RAW DATA:

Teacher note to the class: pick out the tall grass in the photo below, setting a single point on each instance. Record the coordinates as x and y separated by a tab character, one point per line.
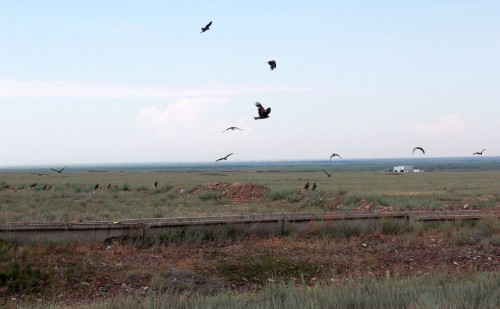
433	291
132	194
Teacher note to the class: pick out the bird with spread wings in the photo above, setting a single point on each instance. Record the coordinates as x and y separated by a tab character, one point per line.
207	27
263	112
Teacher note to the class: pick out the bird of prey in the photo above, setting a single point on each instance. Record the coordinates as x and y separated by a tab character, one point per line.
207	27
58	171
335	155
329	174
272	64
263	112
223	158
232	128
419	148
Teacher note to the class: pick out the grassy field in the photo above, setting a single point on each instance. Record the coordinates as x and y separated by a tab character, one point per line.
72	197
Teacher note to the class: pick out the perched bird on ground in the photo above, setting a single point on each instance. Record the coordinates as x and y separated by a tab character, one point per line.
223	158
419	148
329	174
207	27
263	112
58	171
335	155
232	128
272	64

...

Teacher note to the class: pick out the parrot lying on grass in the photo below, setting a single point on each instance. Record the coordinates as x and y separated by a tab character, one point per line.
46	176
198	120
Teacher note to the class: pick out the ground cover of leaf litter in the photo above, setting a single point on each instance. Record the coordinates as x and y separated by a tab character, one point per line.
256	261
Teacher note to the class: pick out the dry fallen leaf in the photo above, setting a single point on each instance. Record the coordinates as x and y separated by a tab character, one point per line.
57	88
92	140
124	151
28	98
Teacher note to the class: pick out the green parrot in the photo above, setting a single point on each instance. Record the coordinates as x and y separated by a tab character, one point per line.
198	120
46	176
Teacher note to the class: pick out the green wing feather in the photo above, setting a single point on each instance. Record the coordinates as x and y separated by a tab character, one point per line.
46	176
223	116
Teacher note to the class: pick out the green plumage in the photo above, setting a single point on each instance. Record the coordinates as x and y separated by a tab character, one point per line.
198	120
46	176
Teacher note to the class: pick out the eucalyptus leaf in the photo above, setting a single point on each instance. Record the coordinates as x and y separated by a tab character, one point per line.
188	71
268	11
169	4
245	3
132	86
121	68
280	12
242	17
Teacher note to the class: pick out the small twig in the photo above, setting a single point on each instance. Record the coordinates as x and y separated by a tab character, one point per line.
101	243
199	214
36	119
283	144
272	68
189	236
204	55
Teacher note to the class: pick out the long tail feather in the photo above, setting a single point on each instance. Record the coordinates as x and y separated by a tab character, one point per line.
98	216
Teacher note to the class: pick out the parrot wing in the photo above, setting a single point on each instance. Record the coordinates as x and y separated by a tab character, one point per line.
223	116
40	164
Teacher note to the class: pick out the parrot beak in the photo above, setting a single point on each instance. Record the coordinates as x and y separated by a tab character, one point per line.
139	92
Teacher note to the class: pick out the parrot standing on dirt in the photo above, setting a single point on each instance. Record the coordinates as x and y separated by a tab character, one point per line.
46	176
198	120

--

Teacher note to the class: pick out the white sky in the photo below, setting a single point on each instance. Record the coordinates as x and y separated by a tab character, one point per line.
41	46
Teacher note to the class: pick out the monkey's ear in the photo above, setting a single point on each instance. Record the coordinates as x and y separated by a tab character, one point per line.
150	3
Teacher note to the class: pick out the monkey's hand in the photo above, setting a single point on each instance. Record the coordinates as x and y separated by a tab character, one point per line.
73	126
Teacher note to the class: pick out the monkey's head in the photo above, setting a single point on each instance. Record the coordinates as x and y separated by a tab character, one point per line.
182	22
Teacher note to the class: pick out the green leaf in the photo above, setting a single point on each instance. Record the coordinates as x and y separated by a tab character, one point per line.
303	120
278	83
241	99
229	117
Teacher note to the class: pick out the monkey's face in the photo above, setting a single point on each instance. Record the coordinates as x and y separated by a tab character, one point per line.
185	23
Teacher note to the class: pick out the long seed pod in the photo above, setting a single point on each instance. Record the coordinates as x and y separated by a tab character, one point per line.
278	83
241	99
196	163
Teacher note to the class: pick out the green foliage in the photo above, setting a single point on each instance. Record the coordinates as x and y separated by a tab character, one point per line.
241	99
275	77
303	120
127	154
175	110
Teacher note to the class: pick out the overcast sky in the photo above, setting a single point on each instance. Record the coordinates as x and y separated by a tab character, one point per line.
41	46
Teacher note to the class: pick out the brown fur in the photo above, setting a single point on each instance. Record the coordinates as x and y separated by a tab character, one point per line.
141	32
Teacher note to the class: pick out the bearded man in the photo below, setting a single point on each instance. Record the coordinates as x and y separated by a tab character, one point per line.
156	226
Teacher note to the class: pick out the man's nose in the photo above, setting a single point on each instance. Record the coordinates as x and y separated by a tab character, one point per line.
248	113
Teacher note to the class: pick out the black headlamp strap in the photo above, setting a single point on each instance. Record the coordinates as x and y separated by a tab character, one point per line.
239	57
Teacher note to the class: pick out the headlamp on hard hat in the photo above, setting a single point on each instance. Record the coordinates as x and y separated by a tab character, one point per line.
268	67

WHAT TO DO:
Show each line of the listing above that contains the string "headlamp", copying the whole line. Match case exactly.

EXERCISE RESULT:
Teacher note to the class: pick out the black headlamp strap in the photo above, setting a single point on each instance. Record the coordinates as x and y separated by a tab character, one point per line.
Teacher note to the class: pick out the headlamp on hard hat in the photo above, setting a single point on each instance. Record the coordinates as x and y separated by a tab character, one point per line.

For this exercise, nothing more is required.